By KATIE BORKOWSKI
After 75 years, Catholic Charities is still a growing agency in the Diocese of Sioux City and is looking at “how to reach individuals who are in need and unable to reach out to ask for help,” said Amy Bloch, LISW, executive director.
“The value Catholic Charities brings that may be different than other non-profit agencies is we are Catholic,” she said. “We bring our faith and those values into every decision and program that we offer. We don’t just serve Catholics, we serve because we are Catholic.”
Bloch explained Catholic Charities reaches out to those whom others may turn away from.
“We are a trusted and safe place that families turn to when they are in need,” said Bloch.
Catholic Charities offers mental health outpatient services to individuals, children, couples and families. Bloch and Julie Elbert, LISW, clinical director, along with 20 other supervisors, therapists and staff serve individuals and families in the Diocese of Sioux City.
Other services Catholic Charities offers include:
- Love and Logic parenting classes that are free.
- Adoption Searches are offered to both adoptees and biological parents.
- EAP Services (Employee Assistance Program) provide three to six sessions of mental health therapy through an individual’s employer.
- Community outreach services may assist families who find themselves in a crisis because of life circumstances. Catholic Charities provides them with support, financial assistance and connection to other community resources.
- Pathways to Hope and Healing is a program that provides free mental health assessments for any school-aged child. The goal is to intervene early.

→ Assignment A
Condense the paragraph of the Catholic Charities article that begins "Catholic Charities offers mental health outpatient services" into a single shorter sentence that keeps its main facts.
→ Assignment B
From the Catholic Charities article, reproduce word for word the passage that opens with the words containing "Catholic Charities offers mental" and closes with "of Sioux City.".

→ Available data
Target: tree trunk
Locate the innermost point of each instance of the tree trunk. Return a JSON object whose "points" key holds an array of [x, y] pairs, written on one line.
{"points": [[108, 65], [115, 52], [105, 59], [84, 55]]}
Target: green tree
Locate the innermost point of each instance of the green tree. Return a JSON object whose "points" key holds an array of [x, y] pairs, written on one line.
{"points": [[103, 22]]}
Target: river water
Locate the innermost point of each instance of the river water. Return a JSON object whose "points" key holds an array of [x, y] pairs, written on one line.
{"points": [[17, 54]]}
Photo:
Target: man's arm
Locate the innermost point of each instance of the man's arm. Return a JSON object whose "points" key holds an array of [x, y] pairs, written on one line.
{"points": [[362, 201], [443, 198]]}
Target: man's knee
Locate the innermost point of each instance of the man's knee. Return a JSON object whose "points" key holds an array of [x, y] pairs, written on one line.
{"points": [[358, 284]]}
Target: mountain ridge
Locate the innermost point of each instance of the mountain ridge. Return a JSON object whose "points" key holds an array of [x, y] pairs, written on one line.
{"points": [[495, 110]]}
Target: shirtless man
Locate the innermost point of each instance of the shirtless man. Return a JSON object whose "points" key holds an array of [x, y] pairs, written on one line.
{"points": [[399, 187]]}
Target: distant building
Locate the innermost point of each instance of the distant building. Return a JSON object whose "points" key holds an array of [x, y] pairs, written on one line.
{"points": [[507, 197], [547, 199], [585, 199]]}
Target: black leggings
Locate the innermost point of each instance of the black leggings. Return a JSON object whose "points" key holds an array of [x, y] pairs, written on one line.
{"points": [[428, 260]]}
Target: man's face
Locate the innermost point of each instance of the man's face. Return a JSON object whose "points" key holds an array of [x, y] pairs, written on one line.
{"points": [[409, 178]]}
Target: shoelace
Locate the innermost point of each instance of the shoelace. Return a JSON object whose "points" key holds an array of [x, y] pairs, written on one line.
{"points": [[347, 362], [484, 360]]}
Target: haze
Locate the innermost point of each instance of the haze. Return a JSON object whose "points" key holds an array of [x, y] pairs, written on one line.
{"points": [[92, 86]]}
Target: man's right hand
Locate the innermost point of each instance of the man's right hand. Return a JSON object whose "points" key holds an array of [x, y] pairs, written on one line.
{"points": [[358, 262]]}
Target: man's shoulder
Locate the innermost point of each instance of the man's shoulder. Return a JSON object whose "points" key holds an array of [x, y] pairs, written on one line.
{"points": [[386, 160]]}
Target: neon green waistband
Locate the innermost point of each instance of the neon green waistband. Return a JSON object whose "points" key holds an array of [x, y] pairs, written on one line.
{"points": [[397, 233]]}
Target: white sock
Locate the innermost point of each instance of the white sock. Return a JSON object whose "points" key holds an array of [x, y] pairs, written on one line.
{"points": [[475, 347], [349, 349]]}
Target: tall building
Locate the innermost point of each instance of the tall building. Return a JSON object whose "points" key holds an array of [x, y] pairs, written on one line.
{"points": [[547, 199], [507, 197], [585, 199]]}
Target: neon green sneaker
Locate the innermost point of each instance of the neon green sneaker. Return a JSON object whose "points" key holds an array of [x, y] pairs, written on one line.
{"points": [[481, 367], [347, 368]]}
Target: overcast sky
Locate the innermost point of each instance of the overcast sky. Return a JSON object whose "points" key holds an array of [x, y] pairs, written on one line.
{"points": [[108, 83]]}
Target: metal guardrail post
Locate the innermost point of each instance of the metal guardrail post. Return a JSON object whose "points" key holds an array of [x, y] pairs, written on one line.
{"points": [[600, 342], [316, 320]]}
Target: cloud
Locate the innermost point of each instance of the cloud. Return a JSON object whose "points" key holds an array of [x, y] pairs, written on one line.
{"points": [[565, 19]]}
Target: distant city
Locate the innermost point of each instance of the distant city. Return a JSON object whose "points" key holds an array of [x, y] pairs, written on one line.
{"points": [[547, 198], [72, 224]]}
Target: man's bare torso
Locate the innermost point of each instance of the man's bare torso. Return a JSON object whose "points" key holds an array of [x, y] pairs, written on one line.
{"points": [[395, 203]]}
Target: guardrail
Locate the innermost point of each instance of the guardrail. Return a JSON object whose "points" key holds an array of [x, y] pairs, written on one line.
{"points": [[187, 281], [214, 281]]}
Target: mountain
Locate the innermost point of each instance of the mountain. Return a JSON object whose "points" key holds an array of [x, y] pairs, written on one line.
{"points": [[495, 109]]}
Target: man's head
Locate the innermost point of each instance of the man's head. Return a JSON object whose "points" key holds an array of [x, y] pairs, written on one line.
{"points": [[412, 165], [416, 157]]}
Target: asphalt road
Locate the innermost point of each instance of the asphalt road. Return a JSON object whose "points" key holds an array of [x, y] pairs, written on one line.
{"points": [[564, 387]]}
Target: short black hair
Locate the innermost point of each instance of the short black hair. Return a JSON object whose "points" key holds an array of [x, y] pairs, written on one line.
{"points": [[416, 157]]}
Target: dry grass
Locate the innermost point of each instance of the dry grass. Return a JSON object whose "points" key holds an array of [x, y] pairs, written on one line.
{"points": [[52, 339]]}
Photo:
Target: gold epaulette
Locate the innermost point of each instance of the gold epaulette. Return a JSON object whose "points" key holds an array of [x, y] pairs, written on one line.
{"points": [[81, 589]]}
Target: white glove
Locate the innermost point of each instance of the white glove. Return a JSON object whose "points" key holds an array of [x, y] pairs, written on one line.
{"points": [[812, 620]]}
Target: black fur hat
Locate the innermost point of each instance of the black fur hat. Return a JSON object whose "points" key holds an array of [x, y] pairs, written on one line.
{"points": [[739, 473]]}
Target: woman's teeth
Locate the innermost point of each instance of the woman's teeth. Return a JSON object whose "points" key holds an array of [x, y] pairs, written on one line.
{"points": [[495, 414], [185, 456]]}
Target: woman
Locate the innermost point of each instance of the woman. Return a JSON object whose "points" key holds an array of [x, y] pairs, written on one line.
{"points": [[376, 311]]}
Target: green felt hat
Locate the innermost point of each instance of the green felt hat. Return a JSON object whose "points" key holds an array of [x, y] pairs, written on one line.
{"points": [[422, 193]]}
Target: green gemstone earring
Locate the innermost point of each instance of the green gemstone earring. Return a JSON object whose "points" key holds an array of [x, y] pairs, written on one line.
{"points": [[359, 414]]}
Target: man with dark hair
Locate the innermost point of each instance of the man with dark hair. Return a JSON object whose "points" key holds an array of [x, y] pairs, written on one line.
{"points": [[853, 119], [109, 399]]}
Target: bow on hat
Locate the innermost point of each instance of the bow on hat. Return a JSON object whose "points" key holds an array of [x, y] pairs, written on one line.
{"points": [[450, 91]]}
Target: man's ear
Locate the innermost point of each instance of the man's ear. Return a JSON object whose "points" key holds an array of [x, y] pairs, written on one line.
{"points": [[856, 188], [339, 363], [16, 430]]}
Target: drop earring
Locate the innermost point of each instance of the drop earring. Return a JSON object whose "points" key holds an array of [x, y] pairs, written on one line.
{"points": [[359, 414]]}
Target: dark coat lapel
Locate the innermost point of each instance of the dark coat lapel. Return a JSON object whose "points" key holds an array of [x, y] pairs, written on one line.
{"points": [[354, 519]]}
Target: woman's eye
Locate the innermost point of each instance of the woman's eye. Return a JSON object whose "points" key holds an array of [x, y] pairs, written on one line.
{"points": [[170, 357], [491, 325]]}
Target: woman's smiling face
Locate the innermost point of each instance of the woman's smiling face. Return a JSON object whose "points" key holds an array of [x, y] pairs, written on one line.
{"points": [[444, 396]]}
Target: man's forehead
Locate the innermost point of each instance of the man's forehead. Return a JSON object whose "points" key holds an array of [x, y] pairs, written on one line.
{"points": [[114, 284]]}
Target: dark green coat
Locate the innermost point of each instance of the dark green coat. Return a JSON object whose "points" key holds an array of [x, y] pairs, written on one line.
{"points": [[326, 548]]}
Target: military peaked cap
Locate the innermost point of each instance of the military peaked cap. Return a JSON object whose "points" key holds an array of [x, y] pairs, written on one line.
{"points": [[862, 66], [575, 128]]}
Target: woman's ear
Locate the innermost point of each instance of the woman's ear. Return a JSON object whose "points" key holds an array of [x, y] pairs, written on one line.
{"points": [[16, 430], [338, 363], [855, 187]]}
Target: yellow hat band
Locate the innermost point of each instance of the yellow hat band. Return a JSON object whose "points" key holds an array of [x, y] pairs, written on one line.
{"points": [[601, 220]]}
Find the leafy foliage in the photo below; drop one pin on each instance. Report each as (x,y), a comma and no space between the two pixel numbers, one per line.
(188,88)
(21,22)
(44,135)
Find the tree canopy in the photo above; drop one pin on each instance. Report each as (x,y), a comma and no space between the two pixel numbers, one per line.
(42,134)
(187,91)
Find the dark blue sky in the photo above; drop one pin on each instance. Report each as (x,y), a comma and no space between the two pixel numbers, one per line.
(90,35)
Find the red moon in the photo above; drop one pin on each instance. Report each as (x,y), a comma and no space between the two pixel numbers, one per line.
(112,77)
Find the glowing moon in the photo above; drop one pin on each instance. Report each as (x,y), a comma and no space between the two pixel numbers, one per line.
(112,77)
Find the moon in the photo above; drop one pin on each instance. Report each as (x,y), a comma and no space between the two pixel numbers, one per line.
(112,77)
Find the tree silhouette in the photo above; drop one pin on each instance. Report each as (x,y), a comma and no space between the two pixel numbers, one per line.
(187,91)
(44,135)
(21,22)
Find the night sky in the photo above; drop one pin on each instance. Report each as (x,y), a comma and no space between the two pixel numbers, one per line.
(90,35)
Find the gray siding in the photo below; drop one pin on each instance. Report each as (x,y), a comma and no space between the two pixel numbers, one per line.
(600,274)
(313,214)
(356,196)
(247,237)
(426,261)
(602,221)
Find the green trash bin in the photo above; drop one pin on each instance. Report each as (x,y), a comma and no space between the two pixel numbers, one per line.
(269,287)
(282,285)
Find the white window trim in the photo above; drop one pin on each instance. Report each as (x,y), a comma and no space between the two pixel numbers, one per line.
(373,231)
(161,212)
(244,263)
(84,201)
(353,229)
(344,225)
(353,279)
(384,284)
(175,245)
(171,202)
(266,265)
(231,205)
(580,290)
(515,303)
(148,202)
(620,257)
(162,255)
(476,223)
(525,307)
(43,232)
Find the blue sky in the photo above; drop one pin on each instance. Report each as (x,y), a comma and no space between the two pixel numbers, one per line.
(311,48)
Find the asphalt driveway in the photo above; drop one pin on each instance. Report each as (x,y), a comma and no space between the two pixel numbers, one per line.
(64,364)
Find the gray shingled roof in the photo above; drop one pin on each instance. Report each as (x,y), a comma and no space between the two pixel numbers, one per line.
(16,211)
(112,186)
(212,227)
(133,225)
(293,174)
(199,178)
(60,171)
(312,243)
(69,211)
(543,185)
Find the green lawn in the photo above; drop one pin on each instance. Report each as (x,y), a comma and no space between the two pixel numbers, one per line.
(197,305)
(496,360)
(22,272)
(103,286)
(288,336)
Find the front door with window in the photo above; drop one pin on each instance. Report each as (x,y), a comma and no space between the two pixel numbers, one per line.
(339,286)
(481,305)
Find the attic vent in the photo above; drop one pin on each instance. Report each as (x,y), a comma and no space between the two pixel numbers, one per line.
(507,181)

→ Expected answer A
Catholic Charities provides outpatient mental health care to individuals, children, couples and families, with Bloch, clinical director Julie Elbert and 20 other supervisors, therapists and staff serving the Diocese of Sioux City.

→ Expected answer B
Catholic Charities offers mental health outpatient services to individuals, children, couples and families. Bloch and Julie Elbert, LISW, clinical director, along with 20 other supervisors, therapists and staff serve individuals and families in the Diocese of Sioux City.